* **Aim of the task**
Please copy out the bluebell passage in full, leaving every word and mark unchanged.

* **Passage**
The bluebells are always spectacular at Thornthwaite Farm, and this year is no exception. The Lake District is renowed for its bluebell woods, these photos were taken at the farm, much of which is classified as ancient and semi ancient woodland. Up to 50% of the world’s population of bluebells are found in the UK, they are now a protected species.
Here are some interesting bluebell facts:
- In folklore, bluebells are also known as ‘fairy flowers’. It was believed that fairies used bluebells to trap passers by.
- Other folklore tales would have us believe that by wearing a wreath made of bluebell flowers, the wearer would be compelled to speak only the truth. Or that if you could turn one of the flowers inside out without tearing it, you would eventually win the one you love.
- Bluebell plants are poisonous. The chemical that makes them poisonous was used in alchemy and is being researched by modern day scientists for medical use.

* **Region descriptions in natural language**
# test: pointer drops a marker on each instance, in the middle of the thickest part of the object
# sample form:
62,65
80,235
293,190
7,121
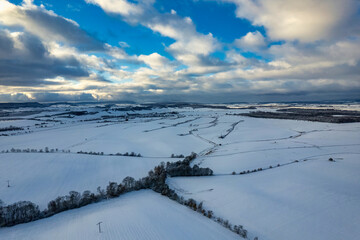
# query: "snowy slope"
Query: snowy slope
143,215
316,199
41,177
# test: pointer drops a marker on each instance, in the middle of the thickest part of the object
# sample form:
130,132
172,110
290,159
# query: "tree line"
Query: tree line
26,211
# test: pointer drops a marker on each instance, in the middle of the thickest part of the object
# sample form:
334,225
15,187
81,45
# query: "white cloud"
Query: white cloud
305,20
122,7
156,62
45,24
251,41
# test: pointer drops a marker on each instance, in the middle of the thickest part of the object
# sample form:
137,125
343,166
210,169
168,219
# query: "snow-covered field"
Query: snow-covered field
302,195
142,215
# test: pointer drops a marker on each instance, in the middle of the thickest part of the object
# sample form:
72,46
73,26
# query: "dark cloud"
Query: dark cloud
48,25
31,64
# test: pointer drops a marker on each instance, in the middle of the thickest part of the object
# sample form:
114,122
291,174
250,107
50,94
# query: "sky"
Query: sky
212,51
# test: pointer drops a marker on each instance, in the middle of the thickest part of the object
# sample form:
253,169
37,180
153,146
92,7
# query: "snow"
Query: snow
41,177
315,199
307,197
143,215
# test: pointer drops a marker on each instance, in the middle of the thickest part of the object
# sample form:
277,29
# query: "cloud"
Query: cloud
305,21
189,44
26,61
251,41
46,25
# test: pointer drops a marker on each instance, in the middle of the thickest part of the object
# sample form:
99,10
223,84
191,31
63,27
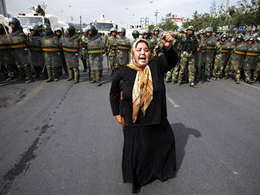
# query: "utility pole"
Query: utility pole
156,15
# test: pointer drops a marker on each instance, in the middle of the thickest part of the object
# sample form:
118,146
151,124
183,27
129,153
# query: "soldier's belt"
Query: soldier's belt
96,51
17,46
3,47
51,49
224,51
211,47
240,52
252,54
123,47
35,48
70,50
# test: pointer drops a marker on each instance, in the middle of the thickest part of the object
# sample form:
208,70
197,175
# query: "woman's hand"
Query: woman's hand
167,40
118,119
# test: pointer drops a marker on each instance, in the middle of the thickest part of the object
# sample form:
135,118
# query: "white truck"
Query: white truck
28,20
104,25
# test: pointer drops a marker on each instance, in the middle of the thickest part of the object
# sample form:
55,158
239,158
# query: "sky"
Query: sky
123,12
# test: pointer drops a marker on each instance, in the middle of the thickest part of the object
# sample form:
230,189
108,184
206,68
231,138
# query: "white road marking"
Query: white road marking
172,102
252,86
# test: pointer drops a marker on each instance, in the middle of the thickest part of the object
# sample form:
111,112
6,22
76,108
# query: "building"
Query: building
3,10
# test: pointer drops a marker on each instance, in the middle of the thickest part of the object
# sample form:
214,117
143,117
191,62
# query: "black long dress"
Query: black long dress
149,143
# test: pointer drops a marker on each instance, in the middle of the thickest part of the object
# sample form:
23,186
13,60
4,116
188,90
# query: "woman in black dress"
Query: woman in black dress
149,143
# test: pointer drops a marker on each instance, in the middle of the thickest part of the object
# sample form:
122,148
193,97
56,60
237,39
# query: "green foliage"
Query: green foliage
167,23
245,13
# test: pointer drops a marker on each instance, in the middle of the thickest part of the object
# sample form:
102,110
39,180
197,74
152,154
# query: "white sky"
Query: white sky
123,12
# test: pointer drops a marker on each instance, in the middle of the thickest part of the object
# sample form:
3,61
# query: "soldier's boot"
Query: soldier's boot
70,74
76,75
29,74
98,78
21,73
56,73
49,72
93,76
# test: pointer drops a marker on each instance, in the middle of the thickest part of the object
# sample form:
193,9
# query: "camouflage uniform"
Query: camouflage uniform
189,47
5,58
257,68
223,50
95,51
52,55
210,43
238,58
84,53
123,52
70,46
111,47
19,52
36,53
251,61
200,57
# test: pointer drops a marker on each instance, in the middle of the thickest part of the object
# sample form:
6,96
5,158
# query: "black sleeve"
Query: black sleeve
115,93
169,59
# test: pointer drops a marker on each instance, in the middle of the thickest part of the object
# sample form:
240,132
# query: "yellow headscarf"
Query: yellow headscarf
142,94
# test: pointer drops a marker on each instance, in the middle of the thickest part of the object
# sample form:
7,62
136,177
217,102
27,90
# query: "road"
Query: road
60,138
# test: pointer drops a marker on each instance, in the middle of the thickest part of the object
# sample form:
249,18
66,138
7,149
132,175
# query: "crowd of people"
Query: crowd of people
51,53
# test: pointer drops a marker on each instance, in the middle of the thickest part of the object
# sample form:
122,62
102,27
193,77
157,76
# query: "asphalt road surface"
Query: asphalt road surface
60,138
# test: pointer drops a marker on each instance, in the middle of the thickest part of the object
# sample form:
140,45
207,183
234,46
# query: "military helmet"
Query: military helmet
135,34
240,36
190,28
156,29
46,26
14,21
92,28
71,29
209,30
57,29
148,32
113,30
34,27
121,30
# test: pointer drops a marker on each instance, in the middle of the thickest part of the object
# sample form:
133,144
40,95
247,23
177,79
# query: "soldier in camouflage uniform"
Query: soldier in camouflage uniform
95,51
123,50
257,69
238,56
210,43
52,56
200,55
5,59
35,49
251,59
135,35
17,42
189,47
70,45
223,50
84,46
59,34
111,47
173,74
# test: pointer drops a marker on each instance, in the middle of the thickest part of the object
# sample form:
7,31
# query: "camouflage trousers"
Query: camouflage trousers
200,64
187,62
208,63
112,61
172,75
256,72
221,61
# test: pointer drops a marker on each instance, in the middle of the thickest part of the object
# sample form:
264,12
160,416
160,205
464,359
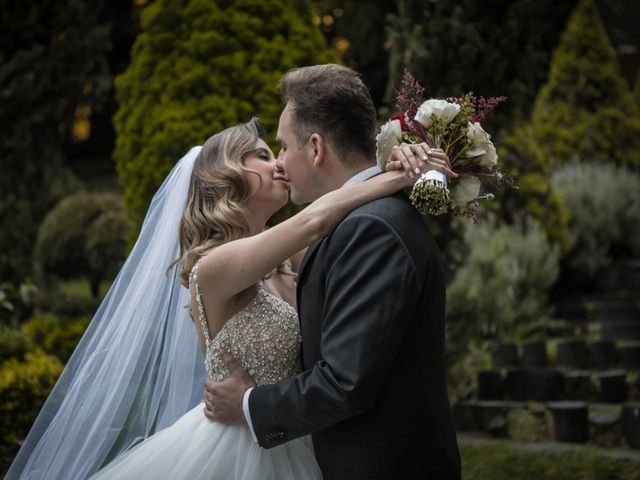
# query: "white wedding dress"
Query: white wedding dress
264,338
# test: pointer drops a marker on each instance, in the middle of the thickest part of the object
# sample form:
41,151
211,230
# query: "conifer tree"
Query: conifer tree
52,63
586,110
491,48
200,66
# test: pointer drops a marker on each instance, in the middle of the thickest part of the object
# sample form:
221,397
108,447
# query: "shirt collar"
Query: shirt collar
363,175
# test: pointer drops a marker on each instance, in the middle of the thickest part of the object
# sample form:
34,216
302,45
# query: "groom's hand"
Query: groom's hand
223,400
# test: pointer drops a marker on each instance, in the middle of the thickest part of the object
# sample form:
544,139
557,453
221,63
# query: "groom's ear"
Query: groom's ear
318,149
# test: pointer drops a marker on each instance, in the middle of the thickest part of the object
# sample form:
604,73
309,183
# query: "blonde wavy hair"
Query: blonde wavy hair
219,188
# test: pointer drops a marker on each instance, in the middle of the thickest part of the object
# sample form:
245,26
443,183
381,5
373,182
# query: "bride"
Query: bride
138,367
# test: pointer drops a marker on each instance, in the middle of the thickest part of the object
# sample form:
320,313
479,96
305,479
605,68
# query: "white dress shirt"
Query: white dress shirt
357,178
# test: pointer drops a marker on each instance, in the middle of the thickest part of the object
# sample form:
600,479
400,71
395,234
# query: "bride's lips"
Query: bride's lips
282,179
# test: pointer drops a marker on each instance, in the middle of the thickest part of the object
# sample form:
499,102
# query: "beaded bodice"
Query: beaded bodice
263,337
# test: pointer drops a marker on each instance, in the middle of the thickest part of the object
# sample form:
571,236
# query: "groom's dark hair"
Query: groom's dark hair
333,101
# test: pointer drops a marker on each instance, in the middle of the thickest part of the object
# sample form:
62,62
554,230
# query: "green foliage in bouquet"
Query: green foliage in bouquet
53,60
83,236
586,109
604,206
24,386
500,289
200,66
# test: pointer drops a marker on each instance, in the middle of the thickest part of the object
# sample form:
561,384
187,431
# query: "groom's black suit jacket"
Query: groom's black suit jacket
371,299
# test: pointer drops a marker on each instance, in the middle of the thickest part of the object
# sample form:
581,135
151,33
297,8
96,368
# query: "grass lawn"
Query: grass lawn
502,460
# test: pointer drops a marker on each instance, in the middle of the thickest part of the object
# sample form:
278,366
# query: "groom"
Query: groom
371,299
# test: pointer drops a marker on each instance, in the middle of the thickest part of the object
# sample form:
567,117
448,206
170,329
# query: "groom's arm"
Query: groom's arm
372,290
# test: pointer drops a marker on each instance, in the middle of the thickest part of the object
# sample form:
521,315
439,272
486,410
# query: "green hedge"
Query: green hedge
24,386
603,202
55,335
502,461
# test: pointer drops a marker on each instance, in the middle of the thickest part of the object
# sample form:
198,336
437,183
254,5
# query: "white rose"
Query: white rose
439,108
390,135
466,188
482,147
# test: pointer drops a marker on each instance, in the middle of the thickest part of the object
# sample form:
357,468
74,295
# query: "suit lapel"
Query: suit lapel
301,272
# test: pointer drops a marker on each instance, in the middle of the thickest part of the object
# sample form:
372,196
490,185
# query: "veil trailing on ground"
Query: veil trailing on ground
137,368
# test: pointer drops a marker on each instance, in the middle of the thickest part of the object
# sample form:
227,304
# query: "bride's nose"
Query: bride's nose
279,166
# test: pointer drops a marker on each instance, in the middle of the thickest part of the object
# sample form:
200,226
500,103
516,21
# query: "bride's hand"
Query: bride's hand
418,158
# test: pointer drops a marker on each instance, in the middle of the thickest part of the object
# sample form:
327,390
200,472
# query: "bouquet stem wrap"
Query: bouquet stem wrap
430,195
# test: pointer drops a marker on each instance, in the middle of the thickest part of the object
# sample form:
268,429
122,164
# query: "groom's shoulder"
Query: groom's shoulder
393,208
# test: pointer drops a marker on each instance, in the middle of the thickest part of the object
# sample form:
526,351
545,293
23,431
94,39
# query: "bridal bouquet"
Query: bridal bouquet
452,125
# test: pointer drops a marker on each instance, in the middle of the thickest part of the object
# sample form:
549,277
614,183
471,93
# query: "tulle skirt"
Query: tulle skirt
196,448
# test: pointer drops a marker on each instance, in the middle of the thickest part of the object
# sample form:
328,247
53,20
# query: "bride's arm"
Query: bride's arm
236,265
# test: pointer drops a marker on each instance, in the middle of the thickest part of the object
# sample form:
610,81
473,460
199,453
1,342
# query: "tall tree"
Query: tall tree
356,29
53,70
491,48
586,108
198,67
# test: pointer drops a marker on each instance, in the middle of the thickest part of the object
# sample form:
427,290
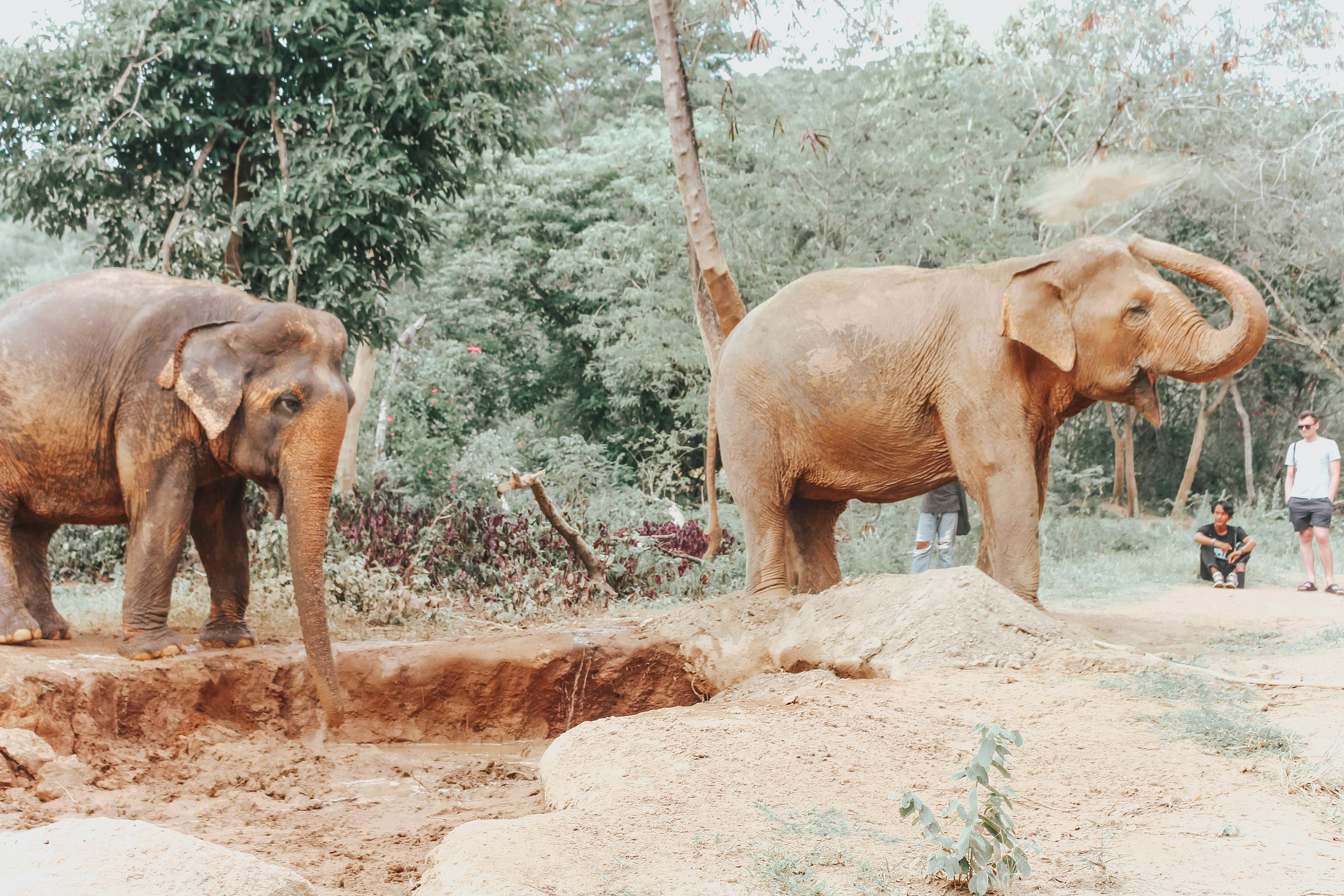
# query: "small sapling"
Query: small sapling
987,852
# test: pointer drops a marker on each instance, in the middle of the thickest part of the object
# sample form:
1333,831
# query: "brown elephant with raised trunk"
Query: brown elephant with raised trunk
883,383
151,401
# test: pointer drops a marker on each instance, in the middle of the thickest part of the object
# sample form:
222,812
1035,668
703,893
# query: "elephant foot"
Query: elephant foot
18,626
224,633
150,644
53,625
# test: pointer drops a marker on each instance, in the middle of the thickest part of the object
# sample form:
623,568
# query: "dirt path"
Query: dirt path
756,796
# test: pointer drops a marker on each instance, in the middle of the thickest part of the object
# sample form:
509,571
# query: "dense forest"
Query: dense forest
547,250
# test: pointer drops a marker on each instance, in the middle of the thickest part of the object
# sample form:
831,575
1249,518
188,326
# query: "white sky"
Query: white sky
819,40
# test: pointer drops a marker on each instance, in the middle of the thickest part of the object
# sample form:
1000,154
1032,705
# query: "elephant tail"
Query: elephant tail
713,532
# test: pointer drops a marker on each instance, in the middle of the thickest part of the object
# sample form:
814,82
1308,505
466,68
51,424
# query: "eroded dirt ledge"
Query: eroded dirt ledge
484,688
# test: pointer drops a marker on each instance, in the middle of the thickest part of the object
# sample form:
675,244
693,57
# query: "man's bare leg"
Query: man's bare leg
1308,558
1323,545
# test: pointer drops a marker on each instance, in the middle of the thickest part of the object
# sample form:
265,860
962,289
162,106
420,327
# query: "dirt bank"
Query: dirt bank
881,626
490,688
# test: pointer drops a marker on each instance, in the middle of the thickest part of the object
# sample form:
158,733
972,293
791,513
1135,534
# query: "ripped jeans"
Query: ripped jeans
944,526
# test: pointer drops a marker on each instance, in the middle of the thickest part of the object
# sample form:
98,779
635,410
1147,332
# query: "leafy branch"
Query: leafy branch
987,852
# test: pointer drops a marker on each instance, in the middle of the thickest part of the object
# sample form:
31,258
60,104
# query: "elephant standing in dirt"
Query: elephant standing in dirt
136,398
883,383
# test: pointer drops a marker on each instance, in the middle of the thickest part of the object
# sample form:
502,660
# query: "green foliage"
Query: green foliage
86,553
987,852
387,108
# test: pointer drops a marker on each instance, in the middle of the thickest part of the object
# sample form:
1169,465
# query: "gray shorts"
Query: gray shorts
1306,514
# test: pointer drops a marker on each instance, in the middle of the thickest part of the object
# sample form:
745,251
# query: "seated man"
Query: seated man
1222,559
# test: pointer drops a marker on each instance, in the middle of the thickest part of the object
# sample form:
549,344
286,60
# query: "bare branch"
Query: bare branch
572,537
166,252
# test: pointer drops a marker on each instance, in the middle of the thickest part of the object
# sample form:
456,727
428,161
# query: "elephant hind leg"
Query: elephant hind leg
30,562
814,543
17,622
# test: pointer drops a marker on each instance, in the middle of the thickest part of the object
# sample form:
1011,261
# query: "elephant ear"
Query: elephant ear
208,375
1035,315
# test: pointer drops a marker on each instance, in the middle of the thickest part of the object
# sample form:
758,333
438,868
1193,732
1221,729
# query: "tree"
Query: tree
294,148
1206,410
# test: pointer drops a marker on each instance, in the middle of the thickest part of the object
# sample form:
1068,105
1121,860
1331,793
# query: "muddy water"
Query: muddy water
525,753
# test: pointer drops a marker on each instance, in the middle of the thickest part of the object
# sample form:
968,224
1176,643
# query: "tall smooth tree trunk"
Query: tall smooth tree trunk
686,160
361,383
718,304
1117,491
1131,475
1248,444
1197,444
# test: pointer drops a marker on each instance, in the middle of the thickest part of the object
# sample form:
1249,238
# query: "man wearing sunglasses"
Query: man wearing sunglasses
1310,485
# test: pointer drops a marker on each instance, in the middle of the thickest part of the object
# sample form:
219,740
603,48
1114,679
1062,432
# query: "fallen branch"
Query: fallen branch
1241,680
581,548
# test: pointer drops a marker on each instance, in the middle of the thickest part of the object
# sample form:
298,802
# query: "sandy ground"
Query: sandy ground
787,794
349,817
766,794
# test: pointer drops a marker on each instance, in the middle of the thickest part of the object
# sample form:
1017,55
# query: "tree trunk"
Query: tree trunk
1248,442
1131,476
1197,445
686,159
1117,491
404,342
361,383
572,537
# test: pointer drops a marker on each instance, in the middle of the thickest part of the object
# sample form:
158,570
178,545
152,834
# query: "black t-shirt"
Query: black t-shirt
945,499
1234,537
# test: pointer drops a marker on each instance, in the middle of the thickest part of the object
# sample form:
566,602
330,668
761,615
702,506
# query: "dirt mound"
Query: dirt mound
875,628
771,796
116,858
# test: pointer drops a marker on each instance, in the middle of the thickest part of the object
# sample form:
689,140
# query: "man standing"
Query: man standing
1310,485
943,516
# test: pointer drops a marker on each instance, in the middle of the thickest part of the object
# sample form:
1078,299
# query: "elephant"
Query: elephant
146,399
882,383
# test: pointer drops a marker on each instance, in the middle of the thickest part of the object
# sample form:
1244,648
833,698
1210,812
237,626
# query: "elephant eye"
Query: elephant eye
1136,314
289,402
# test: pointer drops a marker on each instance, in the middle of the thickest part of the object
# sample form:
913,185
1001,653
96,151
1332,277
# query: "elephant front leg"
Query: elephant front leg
158,534
30,562
17,624
219,530
1008,495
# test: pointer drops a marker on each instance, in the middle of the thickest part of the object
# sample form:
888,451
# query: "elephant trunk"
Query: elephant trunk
1190,348
307,489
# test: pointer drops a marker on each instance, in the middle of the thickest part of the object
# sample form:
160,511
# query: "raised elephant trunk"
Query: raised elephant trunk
1191,350
307,493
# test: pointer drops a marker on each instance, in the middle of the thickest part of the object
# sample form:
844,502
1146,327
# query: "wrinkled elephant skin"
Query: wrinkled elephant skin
151,401
883,383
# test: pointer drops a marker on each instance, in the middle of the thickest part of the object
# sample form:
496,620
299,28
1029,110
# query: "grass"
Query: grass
803,856
1091,558
1219,719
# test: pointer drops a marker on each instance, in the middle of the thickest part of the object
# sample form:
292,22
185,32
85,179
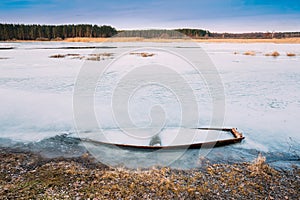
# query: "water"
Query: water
262,98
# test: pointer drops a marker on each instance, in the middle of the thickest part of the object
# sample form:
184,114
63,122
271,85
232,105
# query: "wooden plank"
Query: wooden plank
238,137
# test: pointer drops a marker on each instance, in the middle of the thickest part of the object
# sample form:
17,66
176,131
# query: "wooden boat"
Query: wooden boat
238,137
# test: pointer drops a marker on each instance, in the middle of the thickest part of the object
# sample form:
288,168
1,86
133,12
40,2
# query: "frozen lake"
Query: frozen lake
261,95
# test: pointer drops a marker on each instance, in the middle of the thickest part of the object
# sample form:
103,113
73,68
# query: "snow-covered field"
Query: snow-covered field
262,93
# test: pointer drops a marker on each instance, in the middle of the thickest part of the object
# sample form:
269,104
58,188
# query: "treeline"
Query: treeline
48,32
60,32
256,35
172,34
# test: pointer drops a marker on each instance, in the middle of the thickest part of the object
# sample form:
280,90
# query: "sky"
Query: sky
213,15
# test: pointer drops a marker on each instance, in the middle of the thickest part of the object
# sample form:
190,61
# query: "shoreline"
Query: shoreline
135,39
28,175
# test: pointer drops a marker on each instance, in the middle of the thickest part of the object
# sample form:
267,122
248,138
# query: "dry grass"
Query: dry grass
28,176
57,56
291,54
278,41
250,53
143,54
274,54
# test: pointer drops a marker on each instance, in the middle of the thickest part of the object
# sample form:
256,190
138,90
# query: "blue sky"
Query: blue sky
214,15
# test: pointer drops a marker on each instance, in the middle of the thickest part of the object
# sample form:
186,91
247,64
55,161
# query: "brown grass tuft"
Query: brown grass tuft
274,54
249,53
291,54
57,56
143,54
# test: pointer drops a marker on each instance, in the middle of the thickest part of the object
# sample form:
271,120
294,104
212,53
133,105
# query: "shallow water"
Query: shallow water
262,98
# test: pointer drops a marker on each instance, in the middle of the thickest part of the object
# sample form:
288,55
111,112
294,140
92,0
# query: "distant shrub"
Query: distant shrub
249,53
291,54
274,54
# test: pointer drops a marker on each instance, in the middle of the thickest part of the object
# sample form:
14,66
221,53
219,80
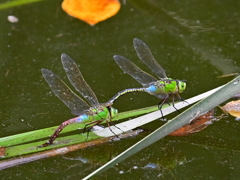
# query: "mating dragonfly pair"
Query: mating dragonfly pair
95,113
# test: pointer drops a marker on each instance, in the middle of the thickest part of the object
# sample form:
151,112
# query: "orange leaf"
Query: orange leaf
195,125
91,11
232,108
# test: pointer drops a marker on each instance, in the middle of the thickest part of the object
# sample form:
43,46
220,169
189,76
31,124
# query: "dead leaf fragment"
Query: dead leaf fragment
2,151
195,125
91,11
232,108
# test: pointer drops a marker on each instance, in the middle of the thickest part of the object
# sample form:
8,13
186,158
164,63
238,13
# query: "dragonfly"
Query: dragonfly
162,88
91,113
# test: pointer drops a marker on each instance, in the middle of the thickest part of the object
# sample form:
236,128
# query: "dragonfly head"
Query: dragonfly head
181,86
113,112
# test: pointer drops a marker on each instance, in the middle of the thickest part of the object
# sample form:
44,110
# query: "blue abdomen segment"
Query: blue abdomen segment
82,118
152,89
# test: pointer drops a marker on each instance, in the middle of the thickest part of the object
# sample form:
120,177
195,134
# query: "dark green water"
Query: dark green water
192,40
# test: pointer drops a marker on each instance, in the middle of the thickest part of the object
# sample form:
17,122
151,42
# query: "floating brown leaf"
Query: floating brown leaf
195,125
232,108
91,11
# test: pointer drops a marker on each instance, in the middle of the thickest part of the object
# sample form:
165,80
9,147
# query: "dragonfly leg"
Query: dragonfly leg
88,129
160,105
174,105
181,99
109,123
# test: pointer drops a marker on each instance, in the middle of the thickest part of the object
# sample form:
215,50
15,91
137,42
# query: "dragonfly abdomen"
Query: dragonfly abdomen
125,91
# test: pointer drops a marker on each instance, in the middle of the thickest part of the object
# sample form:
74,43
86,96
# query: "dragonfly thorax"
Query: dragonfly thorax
113,111
173,86
166,86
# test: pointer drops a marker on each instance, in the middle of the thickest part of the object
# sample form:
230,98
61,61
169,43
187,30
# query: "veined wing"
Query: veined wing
64,93
75,77
146,56
129,67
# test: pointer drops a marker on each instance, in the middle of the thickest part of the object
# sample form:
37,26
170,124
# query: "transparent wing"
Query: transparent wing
75,77
129,67
64,93
146,56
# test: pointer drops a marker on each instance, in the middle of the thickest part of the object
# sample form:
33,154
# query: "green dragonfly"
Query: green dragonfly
162,88
92,114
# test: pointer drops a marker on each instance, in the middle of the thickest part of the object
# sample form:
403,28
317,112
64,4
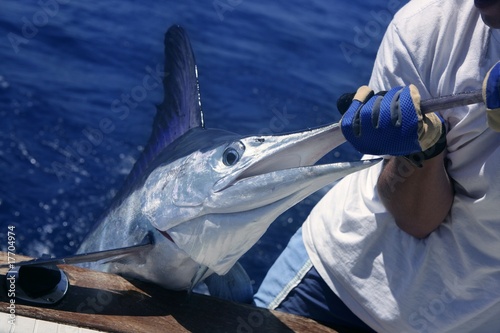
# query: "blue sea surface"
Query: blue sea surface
78,96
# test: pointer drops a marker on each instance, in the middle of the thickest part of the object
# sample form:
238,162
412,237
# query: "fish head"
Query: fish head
216,201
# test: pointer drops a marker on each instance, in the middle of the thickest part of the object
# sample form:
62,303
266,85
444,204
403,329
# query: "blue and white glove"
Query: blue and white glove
392,124
491,96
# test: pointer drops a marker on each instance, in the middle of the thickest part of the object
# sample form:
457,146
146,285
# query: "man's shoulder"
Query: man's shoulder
432,14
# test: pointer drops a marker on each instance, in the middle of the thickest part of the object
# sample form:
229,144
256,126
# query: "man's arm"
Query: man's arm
418,198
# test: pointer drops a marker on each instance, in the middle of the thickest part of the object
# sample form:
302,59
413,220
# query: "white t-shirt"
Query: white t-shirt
450,281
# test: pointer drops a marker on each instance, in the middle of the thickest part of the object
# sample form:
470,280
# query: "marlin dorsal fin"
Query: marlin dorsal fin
180,110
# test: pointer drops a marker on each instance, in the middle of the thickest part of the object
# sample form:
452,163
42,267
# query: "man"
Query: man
413,243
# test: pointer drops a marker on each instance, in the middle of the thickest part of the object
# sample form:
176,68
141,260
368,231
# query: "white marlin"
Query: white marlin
206,195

* **Written solution**
The bluebells are always spectacular at Thornthwaite Farm, and this year is no exception. The Lake District is renowed for its bluebell woods, these photos were taken at the farm, much of which is classified as ancient and semi ancient woodland. Up to 50% of the world’s population of bluebells are found in the UK, they are now a protected species.
Here are some interesting bluebell facts:
- In folklore, bluebells are also known as ‘fairy flowers’. It was believed that fairies used bluebells to trap passers by.
- Other folklore tales would have us believe that by wearing a wreath made of bluebell flowers, the wearer would be compelled to speak only the truth. Or that if you could turn one of the flowers inside out without tearing it, you would eventually win the one you love.
- Bluebell plants are poisonous. The chemical that makes them poisonous was used in alchemy and is being researched by modern day scientists for medical use.